▶ _Exercise goal_: Write every entry out again with no changes, and leave the images behind.

--------------------------------

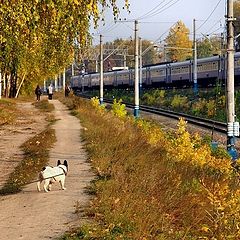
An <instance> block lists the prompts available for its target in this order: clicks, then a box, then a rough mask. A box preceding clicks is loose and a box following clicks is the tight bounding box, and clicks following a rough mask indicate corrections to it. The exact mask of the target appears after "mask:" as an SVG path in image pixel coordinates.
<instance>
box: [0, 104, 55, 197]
mask: <svg viewBox="0 0 240 240" xmlns="http://www.w3.org/2000/svg"><path fill="white" fill-rule="evenodd" d="M3 102H4V101H3ZM7 102H9V101H8V100H7ZM1 103H2V101H0V104H1ZM34 105H35V107H37V108H39V109H40V110H41V111H44V112H45V113H50V112H51V111H52V110H53V109H54V107H53V105H52V104H49V103H48V101H47V100H43V101H39V102H36V103H34ZM9 109H10V110H11V114H13V115H16V114H18V110H17V108H16V106H15V105H14V104H13V106H12V105H10V108H9V106H8V107H7V108H6V109H5V110H7V111H6V112H10V110H9ZM0 116H1V115H0ZM46 117H47V120H48V121H49V125H48V127H47V128H46V129H45V130H44V131H42V132H41V133H39V134H37V135H36V136H34V137H32V138H30V139H29V140H28V141H26V142H25V143H24V144H23V145H22V146H21V149H22V151H23V152H24V158H23V160H22V161H21V162H20V163H19V165H18V166H17V167H16V168H15V169H14V171H13V172H12V173H11V174H10V176H9V179H8V180H7V182H6V184H5V185H4V187H3V188H2V189H0V194H1V195H7V194H12V193H17V192H19V191H21V190H22V188H23V187H24V185H26V184H28V183H31V182H32V181H35V180H36V179H37V176H38V173H39V171H40V170H41V169H42V167H43V166H45V165H46V164H47V162H48V159H49V150H50V149H51V147H52V146H53V144H54V142H55V141H56V137H55V131H54V130H53V129H52V128H51V123H52V122H53V121H54V118H53V116H52V114H46Z"/></svg>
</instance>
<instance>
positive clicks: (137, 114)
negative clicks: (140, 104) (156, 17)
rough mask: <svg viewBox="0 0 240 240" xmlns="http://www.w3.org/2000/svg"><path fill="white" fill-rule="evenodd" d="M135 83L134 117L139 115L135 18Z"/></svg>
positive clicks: (138, 42)
mask: <svg viewBox="0 0 240 240" xmlns="http://www.w3.org/2000/svg"><path fill="white" fill-rule="evenodd" d="M134 31H135V34H134V35H135V36H134V37H135V53H134V56H135V74H134V77H135V81H134V83H135V85H134V93H135V107H134V116H135V117H136V118H138V117H139V66H138V65H139V64H138V60H139V52H138V43H139V39H138V21H137V20H135V28H134Z"/></svg>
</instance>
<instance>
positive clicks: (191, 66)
mask: <svg viewBox="0 0 240 240" xmlns="http://www.w3.org/2000/svg"><path fill="white" fill-rule="evenodd" d="M234 64H235V84H236V85H239V84H240V52H237V53H235V56H234ZM134 75H135V74H134V69H129V70H117V71H109V72H105V73H104V74H103V82H104V89H111V88H134ZM225 79H226V57H222V56H213V57H207V58H201V59H198V60H197V81H198V86H199V87H208V86H214V85H216V80H219V81H222V83H223V84H224V83H225ZM192 85H193V61H192V60H188V61H183V62H173V63H160V64H156V65H152V66H145V67H143V68H142V87H143V88H152V87H161V88H172V87H175V88H183V87H190V86H192ZM99 86H100V74H99V73H89V74H85V75H78V76H73V77H72V78H71V87H72V89H73V90H82V91H85V90H90V89H99Z"/></svg>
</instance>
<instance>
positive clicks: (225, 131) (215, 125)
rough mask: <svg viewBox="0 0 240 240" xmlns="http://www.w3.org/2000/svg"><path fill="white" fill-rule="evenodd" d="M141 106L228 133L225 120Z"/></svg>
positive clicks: (176, 117) (167, 115) (126, 106)
mask: <svg viewBox="0 0 240 240" xmlns="http://www.w3.org/2000/svg"><path fill="white" fill-rule="evenodd" d="M79 96H81V97H84V98H91V97H90V96H88V95H83V94H80V95H79ZM103 101H104V102H106V103H109V104H112V103H113V100H112V99H107V98H104V100H103ZM122 103H123V104H125V105H126V107H128V108H131V109H134V104H132V103H128V102H124V101H123V102H122ZM139 108H140V110H141V111H144V112H148V113H152V114H156V115H161V116H165V117H169V118H173V119H177V120H178V119H179V118H184V119H185V120H186V121H187V122H188V123H191V124H194V125H197V126H200V127H204V128H206V129H214V131H218V132H221V133H225V134H227V123H223V122H219V121H215V120H212V119H207V118H201V117H196V116H193V115H189V114H185V113H180V112H174V111H171V110H166V109H163V108H156V107H150V106H146V105H140V106H139Z"/></svg>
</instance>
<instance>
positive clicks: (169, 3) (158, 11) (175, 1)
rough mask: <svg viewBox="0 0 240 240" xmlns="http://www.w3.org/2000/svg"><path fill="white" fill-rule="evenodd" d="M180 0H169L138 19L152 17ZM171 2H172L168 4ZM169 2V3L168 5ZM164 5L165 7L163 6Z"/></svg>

--------------------------------

▶ _Response to this task_:
An <instance> block lists the prompts available for its target in this order: clicks, then a box, then a rough mask. A box preceding clicks is loose and a box following clicks is the tight bounding box, and clicks following a rough mask indicate corrections to it. The exact mask of the target appears after "mask:" as an SVG path in image pixel coordinates.
<instance>
box: [0, 104, 55, 197]
mask: <svg viewBox="0 0 240 240" xmlns="http://www.w3.org/2000/svg"><path fill="white" fill-rule="evenodd" d="M3 102H4V101H3ZM7 102H9V101H8V100H7ZM1 103H2V101H0V104H1ZM34 105H35V107H37V108H39V109H40V110H41V111H44V112H45V113H50V112H51V111H52V110H53V109H54V107H53V105H52V104H49V103H48V101H47V100H43V101H39V102H36V103H34ZM9 109H10V110H11V114H13V115H16V114H18V110H17V108H16V106H15V105H14V104H13V106H12V105H10V108H9V106H8V107H7V108H6V109H5V110H7V111H6V112H10V110H9ZM0 116H1V115H0ZM46 117H47V120H48V121H49V125H48V127H47V128H46V129H45V130H44V131H42V132H41V133H39V134H37V135H36V136H34V137H32V138H30V139H29V140H28V141H26V142H25V143H24V144H23V145H22V146H21V149H22V151H23V152H24V158H23V160H22V161H21V162H20V163H19V165H18V166H17V167H16V168H15V169H14V171H13V172H12V173H11V174H10V176H9V179H8V180H7V182H6V184H5V185H4V187H3V188H2V189H0V194H1V195H7V194H12V193H17V192H19V191H21V190H22V188H23V187H24V185H26V184H28V183H31V182H32V181H35V180H36V179H37V176H38V173H39V171H40V170H41V169H42V167H43V166H45V165H46V164H47V162H48V159H49V150H50V149H51V147H52V146H53V144H54V142H55V141H56V137H55V131H54V130H53V129H52V128H51V123H52V122H53V121H54V118H53V116H52V114H46Z"/></svg>
</instance>
<instance>
positive clicks: (137, 114)
negative clicks: (140, 104) (156, 17)
rough mask: <svg viewBox="0 0 240 240" xmlns="http://www.w3.org/2000/svg"><path fill="white" fill-rule="evenodd" d="M135 83L134 117L139 115L135 18Z"/></svg>
positive clicks: (138, 42)
mask: <svg viewBox="0 0 240 240" xmlns="http://www.w3.org/2000/svg"><path fill="white" fill-rule="evenodd" d="M134 31H135V34H134V35H135V36H134V37H135V53H134V56H135V74H134V77H135V81H134V83H135V85H134V93H135V107H134V116H135V117H136V118H138V117H139V66H138V65H139V64H138V60H139V52H138V43H139V39H138V21H137V20H135V28H134Z"/></svg>
</instance>
<instance>
positive clicks: (191, 66)
mask: <svg viewBox="0 0 240 240" xmlns="http://www.w3.org/2000/svg"><path fill="white" fill-rule="evenodd" d="M234 64H235V84H236V85H239V84H240V52H237V53H235V56H234ZM134 75H135V74H134V69H129V70H117V71H109V72H105V73H104V74H103V82H104V89H111V88H134ZM225 79H226V57H222V56H213V57H207V58H201V59H198V60H197V81H198V86H199V87H208V86H214V85H216V80H219V81H222V83H223V84H224V83H225ZM192 85H193V61H192V60H188V61H183V62H173V63H160V64H156V65H152V66H145V67H143V68H142V87H143V88H152V87H161V88H172V87H175V88H183V87H190V86H192ZM99 86H100V74H99V73H89V74H85V75H78V76H73V77H72V78H71V87H72V89H73V90H82V91H85V90H90V89H99Z"/></svg>
</instance>
<instance>
positive clicks: (225, 131) (215, 125)
rough mask: <svg viewBox="0 0 240 240" xmlns="http://www.w3.org/2000/svg"><path fill="white" fill-rule="evenodd" d="M141 106L228 133L225 120Z"/></svg>
positive clicks: (176, 117) (167, 115) (126, 106)
mask: <svg viewBox="0 0 240 240" xmlns="http://www.w3.org/2000/svg"><path fill="white" fill-rule="evenodd" d="M79 96H81V97H84V98H91V97H90V96H88V95H83V94H80V95H79ZM103 101H104V102H106V103H109V104H112V103H113V100H112V99H107V98H104V100H103ZM122 103H123V104H125V105H126V107H128V108H131V109H134V104H132V103H128V102H124V101H123V102H122ZM139 108H140V110H141V111H144V112H148V113H152V114H156V115H161V116H165V117H169V118H173V119H177V120H178V119H179V118H184V119H185V120H186V121H187V122H188V123H191V124H194V125H197V126H200V127H204V128H206V129H214V131H218V132H221V133H225V134H227V123H223V122H219V121H215V120H212V119H207V118H201V117H196V116H193V115H189V114H185V113H180V112H174V111H171V110H166V109H163V108H156V107H150V106H146V105H140V106H139Z"/></svg>
</instance>
<instance>
positive clicks: (169, 3) (158, 11) (175, 1)
rough mask: <svg viewBox="0 0 240 240" xmlns="http://www.w3.org/2000/svg"><path fill="white" fill-rule="evenodd" d="M180 0H169L138 19L152 17ZM171 2H172L168 4ZM169 2V3L168 5ZM164 5L165 7L163 6Z"/></svg>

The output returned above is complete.